┌─ RECORDS FOR THIS EXERCISE
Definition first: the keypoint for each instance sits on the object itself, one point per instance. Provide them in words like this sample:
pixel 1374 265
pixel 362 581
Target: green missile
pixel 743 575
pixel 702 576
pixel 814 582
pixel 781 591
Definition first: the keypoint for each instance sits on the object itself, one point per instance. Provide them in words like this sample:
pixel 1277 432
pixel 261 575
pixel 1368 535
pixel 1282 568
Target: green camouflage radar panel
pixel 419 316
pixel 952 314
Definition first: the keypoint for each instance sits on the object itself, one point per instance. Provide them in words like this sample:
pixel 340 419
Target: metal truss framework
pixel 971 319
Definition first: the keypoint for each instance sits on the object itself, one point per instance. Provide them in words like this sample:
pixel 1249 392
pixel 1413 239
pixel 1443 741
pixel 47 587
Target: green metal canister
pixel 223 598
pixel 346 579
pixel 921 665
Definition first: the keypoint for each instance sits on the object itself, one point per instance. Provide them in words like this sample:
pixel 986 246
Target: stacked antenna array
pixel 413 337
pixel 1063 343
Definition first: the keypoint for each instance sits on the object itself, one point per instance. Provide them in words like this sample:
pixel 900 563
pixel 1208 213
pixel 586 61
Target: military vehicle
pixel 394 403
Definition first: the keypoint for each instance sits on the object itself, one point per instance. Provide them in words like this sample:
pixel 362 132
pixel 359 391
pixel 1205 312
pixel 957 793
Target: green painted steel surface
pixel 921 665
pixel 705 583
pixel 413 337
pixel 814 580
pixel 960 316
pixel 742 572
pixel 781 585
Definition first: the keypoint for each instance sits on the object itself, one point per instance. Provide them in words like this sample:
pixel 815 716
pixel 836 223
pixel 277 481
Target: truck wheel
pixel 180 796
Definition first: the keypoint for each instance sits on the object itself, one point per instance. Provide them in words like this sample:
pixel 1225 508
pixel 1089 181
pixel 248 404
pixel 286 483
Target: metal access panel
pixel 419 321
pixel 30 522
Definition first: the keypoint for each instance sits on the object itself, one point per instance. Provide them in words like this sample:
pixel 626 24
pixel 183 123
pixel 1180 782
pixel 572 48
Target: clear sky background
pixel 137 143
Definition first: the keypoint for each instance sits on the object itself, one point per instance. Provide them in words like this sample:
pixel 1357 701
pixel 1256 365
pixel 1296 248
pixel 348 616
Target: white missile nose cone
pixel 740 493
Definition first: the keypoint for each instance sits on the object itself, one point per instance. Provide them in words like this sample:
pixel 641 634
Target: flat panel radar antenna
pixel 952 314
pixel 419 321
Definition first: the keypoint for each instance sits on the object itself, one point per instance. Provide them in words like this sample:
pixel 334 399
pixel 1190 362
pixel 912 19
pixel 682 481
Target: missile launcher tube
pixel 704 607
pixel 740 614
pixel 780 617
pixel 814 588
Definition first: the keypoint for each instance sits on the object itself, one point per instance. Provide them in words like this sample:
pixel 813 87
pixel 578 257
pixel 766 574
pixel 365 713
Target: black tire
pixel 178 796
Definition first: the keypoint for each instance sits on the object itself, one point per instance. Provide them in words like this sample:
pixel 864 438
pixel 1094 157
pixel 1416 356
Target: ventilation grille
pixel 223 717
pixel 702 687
└─
OBJECTIVE: Can you put every line of the items above into a Markdown table with an "Index" column for the row number and an "Entry" column for the line, leaving out blank lines?

SOLUTION TO THE EXERCISE:
| Index | Entry |
|---|---|
| 1 | Definition first: the keypoint for each instance sits on the object itself, one point per instance. Provide them in words like this sample: |
| 2 | pixel 1374 265 |
| 3 | pixel 362 581 |
| 4 | Target: green missile |
| 5 | pixel 743 575 |
| 6 | pixel 702 576 |
| 7 | pixel 814 582 |
| 8 | pixel 781 591 |
| 9 | Definition first: the keypoint for each instance sits on the object itself, one point per instance. Provide them in words like this sample: |
| 10 | pixel 1277 432 |
| 11 | pixel 261 575 |
| 12 | pixel 1368 535 |
| 13 | pixel 1282 568 |
| 14 | Target: green camouflage radar panel |
| 15 | pixel 419 316 |
| 16 | pixel 952 314 |
| 17 | Definition first: the keypoint for each instance sits on the object itself, one point per instance. Provide them in words like this sample: |
| 18 | pixel 340 419 |
| 19 | Target: metal truss framework |
| 20 | pixel 971 319 |
| 21 | Definition first: the keypoint for each instance sits on the object itself, one point per instance. Provide them in words like this sample: |
| 22 | pixel 1249 392 |
| 23 | pixel 1413 239 |
| 24 | pixel 1443 741 |
| 25 | pixel 47 587 |
| 26 | Target: green metal canister |
| 27 | pixel 223 598 |
| 28 | pixel 346 579 |
| 29 | pixel 921 665 |
| 30 | Definition first: the keypoint for each instance sits on the object itself, one point per instance. Provide them in words like this sample: |
| 31 | pixel 986 246 |
| 32 | Target: stacked antenna array |
| 33 | pixel 413 337 |
| 34 | pixel 1063 343 |
| 35 | Definition first: the keypoint for each instance sits on the object itself, one point per instance. Provide them in words like this sample: |
| 36 | pixel 900 563 |
| 37 | pixel 1208 213 |
| 38 | pixel 586 61 |
| 39 | Target: military vehicle |
| 40 | pixel 394 403 |
| 41 | Definition first: the keypoint for each instance sits on the object itself, one point per instance. Provide them in words like this sample: |
| 42 | pixel 362 132 |
| 43 | pixel 359 391 |
| 44 | pixel 1205 312 |
| 45 | pixel 957 793 |
| 46 | Target: green painted steel surface |
| 47 | pixel 921 665 |
| 48 | pixel 705 583 |
| 49 | pixel 413 337 |
| 50 | pixel 814 580 |
| 51 | pixel 960 316 |
| 52 | pixel 742 572 |
| 53 | pixel 781 585 |
| 54 | Definition first: the keypoint for each instance sits on the object itself, one point per instance. Provide them in words like this sample: |
| 55 | pixel 815 716 |
| 56 | pixel 836 223 |
| 57 | pixel 277 481 |
| 58 | Target: truck wheel |
| 59 | pixel 180 796 |
| 60 | Definition first: the keypoint for each instance sits on the object itself, one point per instance. Provide them in words like this sample: |
| 61 | pixel 1225 508 |
| 62 | pixel 1089 181 |
| 63 | pixel 248 404 |
| 64 | pixel 286 483 |
| 65 | Target: metal access panel |
| 66 | pixel 419 321 |
| 67 | pixel 30 522 |
| 68 | Definition first: the keypoint for each instance sits on the object itself, one point per instance. Provide them in words like this sample: |
| 69 | pixel 626 24 |
| 70 | pixel 183 123 |
| 71 | pixel 1180 782 |
| 72 | pixel 572 48 |
| 73 | Target: clear sky background |
| 74 | pixel 137 143 |
| 75 | Definition first: the keypoint for each instance sits on the object itself, one point per instance. Provide them in words like this sample: |
| 76 | pixel 1357 701 |
| 77 | pixel 1256 365 |
| 78 | pixel 1296 248 |
| 79 | pixel 348 616 |
| 80 | Target: white missile nose cone |
| 81 | pixel 740 493 |
| 82 | Definition first: the keypoint for each instance sits on the object itself, one point per instance. Provide them in words like this sample: |
| 83 | pixel 641 634 |
| 84 | Target: flat panel radar antenna |
| 85 | pixel 952 314 |
| 86 | pixel 419 321 |
| 87 | Definition first: the keypoint for each instance sits on the object itself, one point per instance. Provide them in words like this sample: |
| 88 | pixel 334 399 |
| 89 | pixel 1190 362 |
| 90 | pixel 912 19 |
| 91 | pixel 682 481 |
| 92 | Target: missile launcher tube |
| 93 | pixel 704 607 |
| 94 | pixel 740 614 |
| 95 | pixel 780 617 |
| 96 | pixel 814 588 |
| 97 | Definition first: the keypoint for each instance sits on the object itself, one point per instance. Provide them in words like this sample: |
| 98 | pixel 813 87 |
| 99 | pixel 578 257 |
| 100 | pixel 766 574 |
| 101 | pixel 365 713 |
| 102 | Target: black tire |
| 103 | pixel 178 796 |
| 104 | Definition first: the keypoint for each instance sits on the object itself, one point per instance. Provide them in words like this sample: |
| 105 | pixel 864 438 |
| 106 | pixel 1094 157 |
| 107 | pixel 1416 356 |
| 108 | Target: ventilation grille |
| 109 | pixel 223 717 |
| 110 | pixel 702 687 |